Thursday, July 24, 2014

FANTASIA 2014—Cybernatural (2014)

Earlier this year, I reviewed Walter Woodman and Patrick Cederberg's Noah (2013), a 17-minute short that screened at the Sebastopol Documentary Film Festival in that festival's hybrid documentary sidebar. Essentially depicting the potential for miscommunication rife on such a disembodied medium as the internet, Noah ingeniously crafted itself out of the now-commonplace practice of multitask browsing between online platforms, assembling screenshots of Google search functions, Facebook messaging, SKYPE sessions, Gmail, YouTube, Wikipedia, Chat Roulette, gaming, iTunes, and iPhone texting, narratively framed on a Macbook desktop. "If you can accept that the cinematography of the film is simply watching someone browse Facebook," Ollie England astutely noted at Crispy Sharp Film, "then the narrative and the message of the film is pure zeitgeist."

What fascinated me with Noah was how much personality and emotion was conveyed by the mere hesitancy or indecision of a cursor arrow, and the captivating tension of real-time pauses and ellipses in keyboard activity. Noah's brief narrative swiftly builds traction with all the momentum of an overheated mouse caught in its own trap.

________________

- ACTIVITY A
Repeat the part of the short-film review starting at "What fascinated me" and ending at "its own trap.".
- ACTIVITY B
According to the short-film review, at which festival did Noah screen?
The material after this point comes from another source.

- DATA
________________

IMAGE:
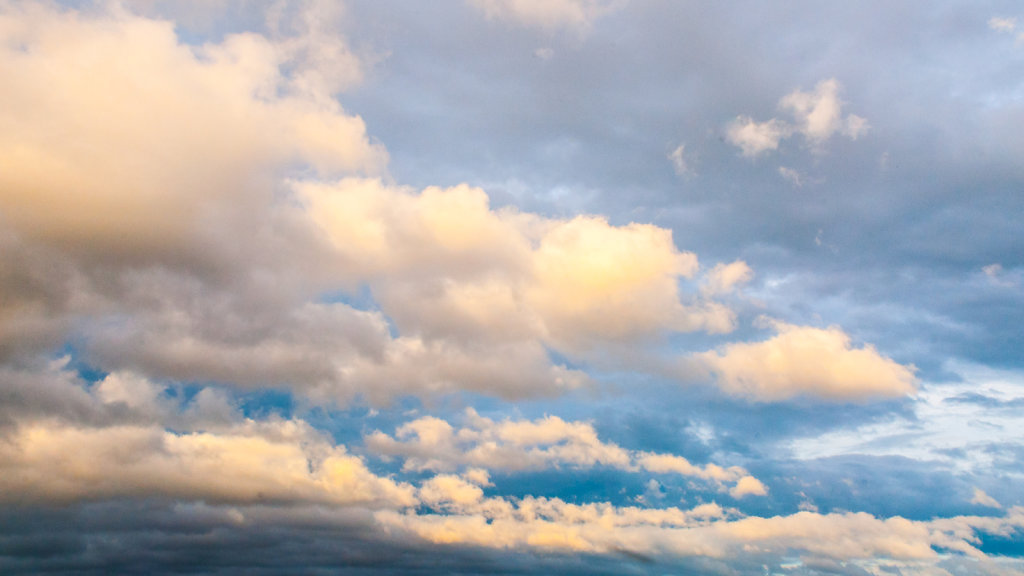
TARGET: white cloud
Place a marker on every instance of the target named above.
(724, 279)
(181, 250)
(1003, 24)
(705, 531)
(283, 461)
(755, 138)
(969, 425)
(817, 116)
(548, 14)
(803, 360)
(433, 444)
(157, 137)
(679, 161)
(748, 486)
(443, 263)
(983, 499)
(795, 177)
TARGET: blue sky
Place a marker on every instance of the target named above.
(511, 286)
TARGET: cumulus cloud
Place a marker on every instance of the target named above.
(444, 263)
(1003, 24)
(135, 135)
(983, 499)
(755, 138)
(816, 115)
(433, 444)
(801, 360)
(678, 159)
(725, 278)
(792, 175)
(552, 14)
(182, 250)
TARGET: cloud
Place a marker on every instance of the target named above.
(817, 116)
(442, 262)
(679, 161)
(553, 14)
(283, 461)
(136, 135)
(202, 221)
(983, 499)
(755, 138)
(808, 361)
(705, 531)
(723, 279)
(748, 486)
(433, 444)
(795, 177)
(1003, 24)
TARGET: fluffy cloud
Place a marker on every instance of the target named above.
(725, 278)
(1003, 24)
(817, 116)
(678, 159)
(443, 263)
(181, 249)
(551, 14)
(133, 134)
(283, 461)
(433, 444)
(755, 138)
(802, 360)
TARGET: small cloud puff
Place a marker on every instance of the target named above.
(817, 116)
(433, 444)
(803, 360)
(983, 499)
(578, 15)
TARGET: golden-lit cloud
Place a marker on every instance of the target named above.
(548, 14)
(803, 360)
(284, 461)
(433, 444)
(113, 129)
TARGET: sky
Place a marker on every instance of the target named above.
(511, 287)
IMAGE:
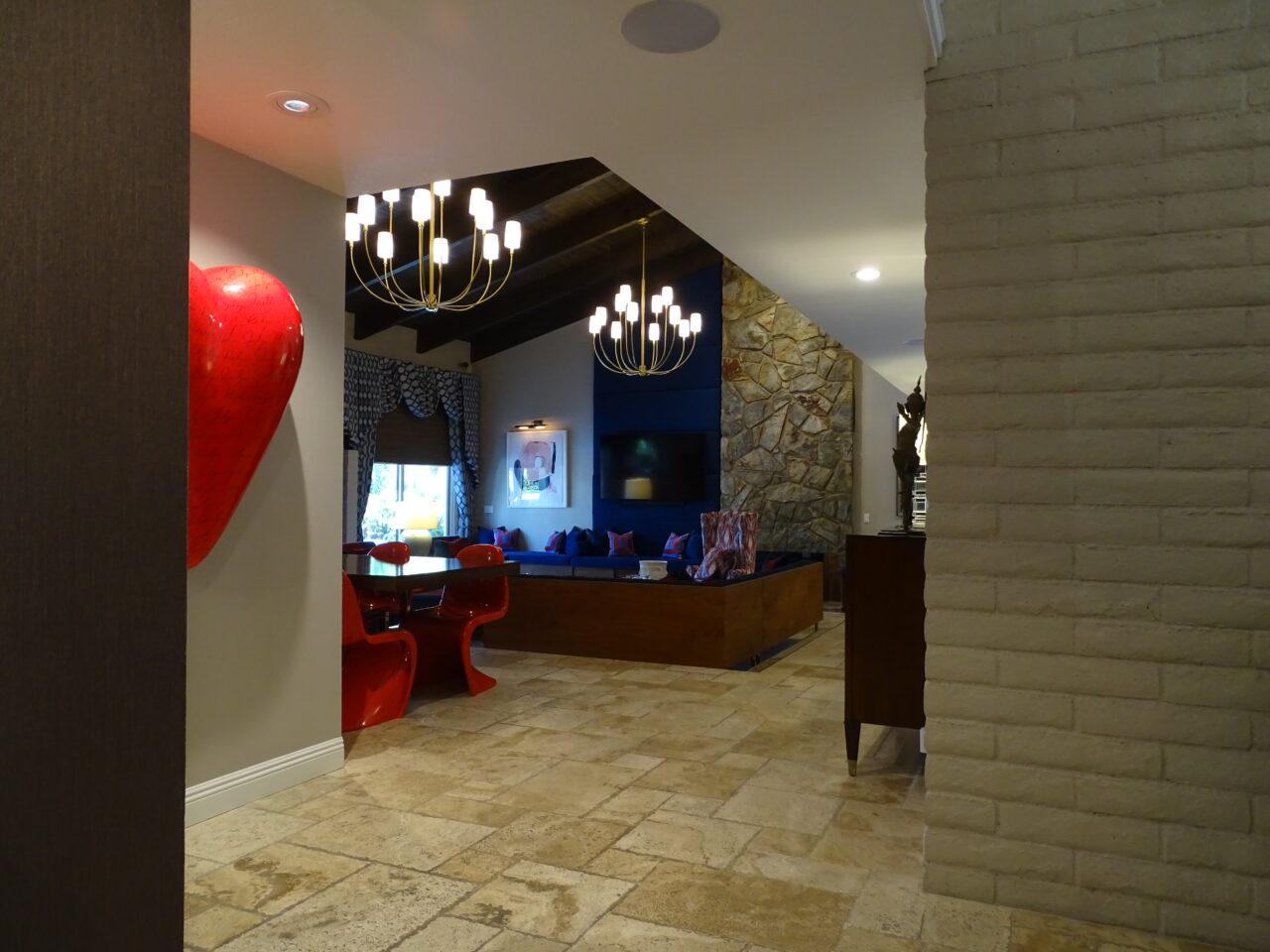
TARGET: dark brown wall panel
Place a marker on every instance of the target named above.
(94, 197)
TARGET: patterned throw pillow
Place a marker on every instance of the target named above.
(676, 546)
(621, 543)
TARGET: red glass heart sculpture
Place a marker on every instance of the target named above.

________________

- EXERCISE RESULT A
What fascinated me with Noah was how much personality and emotion was conveyed by the mere hesitancy or indecision of a cursor arrow, and the captivating tension of real-time pauses and ellipses in keyboard activity. Noah's brief narrative swiftly builds traction with all the momentum of an overheated mouse caught in its own trap.

- EXERCISE RESULT B
The Sebastopol Documentary Film Festival, in its hybrid documentary sidebar.